» TASKS AND EXERCISES
A) Edit the session-descriptions notebook below. Begin at the words "# Keras, neural", stop after "sessions = pd.read_pickle('data_train/strata_sessions.pkl')", and in that span put "deep learning" in place of "neural networks".
B) Filter the records below, keeping every line that contains the string "brown". Case counts.

» GIVEN TEXT
▬▬▬▬▬▬▬▬▬▬

# Analyzing session descriptions
- Preprocess descriptions to lowercase, remove punctuation, remove extra whitespaces, remove numbers
- Train model to vectorize original session descriptions
- Find similarities between my session notes and original descriptions
- Train neural network with similarity scores and notes
- Use neural network model to write summaries for sessions

In [62]:
# basic packages, data wrangling
import string
import re
import sys
import pandas as pd
import numpy as np

# sklearn, machine learning
from sklearn.cross_validation import train_test_split

# skipthoughts seq2seq vectorizer
sys.path.append('C:/Users/ffarmer/AppData/Local/Continuum/Anaconda2/Lib/skip-thoughts')
import skipthoughts

# gensim modules, word vectorization
from gensim import utils
from gensim.models.doc2vec import LabeledSentence
from gensim.models import Doc2Vec

# Keras, neural networks
from keras.models import Model
from keras.layers.recurrent import LSTM
from keras.layers.core import TimeDistributedDense

In [3]:
# read in pickle file for strata session data
sessions = pd.read_pickle('data_train/strata_sessions.pkl')

▬▬▬▬▬▬▬▬▬▬

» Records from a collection
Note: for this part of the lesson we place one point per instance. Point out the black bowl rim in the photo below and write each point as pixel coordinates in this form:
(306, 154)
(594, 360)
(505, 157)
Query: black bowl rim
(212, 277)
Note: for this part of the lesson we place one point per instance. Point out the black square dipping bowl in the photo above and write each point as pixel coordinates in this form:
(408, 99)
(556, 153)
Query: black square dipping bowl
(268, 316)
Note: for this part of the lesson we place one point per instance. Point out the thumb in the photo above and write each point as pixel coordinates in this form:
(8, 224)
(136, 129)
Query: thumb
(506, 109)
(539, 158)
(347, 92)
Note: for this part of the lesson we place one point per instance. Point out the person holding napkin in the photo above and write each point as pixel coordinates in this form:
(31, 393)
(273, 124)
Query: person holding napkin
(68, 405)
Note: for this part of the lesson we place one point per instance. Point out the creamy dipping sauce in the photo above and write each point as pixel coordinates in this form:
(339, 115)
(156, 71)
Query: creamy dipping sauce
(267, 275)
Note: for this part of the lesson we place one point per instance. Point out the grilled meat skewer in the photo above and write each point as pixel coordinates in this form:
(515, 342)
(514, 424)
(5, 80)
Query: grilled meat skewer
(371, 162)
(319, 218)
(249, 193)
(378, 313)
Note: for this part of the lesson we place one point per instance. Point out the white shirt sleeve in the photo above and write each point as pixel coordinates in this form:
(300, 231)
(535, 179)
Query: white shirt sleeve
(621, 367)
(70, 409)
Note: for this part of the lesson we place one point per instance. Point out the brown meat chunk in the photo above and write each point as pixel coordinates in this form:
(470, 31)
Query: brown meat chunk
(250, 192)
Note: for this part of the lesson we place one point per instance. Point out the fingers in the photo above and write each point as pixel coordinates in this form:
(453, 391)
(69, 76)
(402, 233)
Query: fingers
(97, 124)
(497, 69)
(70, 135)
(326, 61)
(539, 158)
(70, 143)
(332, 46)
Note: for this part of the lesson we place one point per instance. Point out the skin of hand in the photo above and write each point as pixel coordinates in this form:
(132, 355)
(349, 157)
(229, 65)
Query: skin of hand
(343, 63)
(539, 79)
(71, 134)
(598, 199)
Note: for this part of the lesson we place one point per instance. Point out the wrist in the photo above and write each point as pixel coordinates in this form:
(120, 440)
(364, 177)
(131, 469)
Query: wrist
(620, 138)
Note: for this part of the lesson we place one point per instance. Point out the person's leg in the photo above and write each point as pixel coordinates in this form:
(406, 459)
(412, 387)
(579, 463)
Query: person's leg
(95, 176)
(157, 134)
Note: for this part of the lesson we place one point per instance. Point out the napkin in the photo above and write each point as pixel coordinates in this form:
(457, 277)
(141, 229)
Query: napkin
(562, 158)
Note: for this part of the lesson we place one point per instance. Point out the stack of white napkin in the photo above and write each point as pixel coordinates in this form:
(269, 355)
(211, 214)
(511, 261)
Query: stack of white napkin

▬▬▬▬▬▬▬▬▬▬

» FULL SOLUTIONS
A)
# Keras, deep learning
from keras.models import Model
from keras.layers.recurrent import LSTM
from keras.layers.core import TimeDistributedDense

In [3]:
# read in pickle file for strata session data
sessions = pd.read_pickle('data_train/strata_sessions.pkl')

B)
Note: for this part of the lesson we place one point per instance. Point out the brown meat chunk in the photo above and write each point as pixel coordinates in this form:
Query: brown meat chunk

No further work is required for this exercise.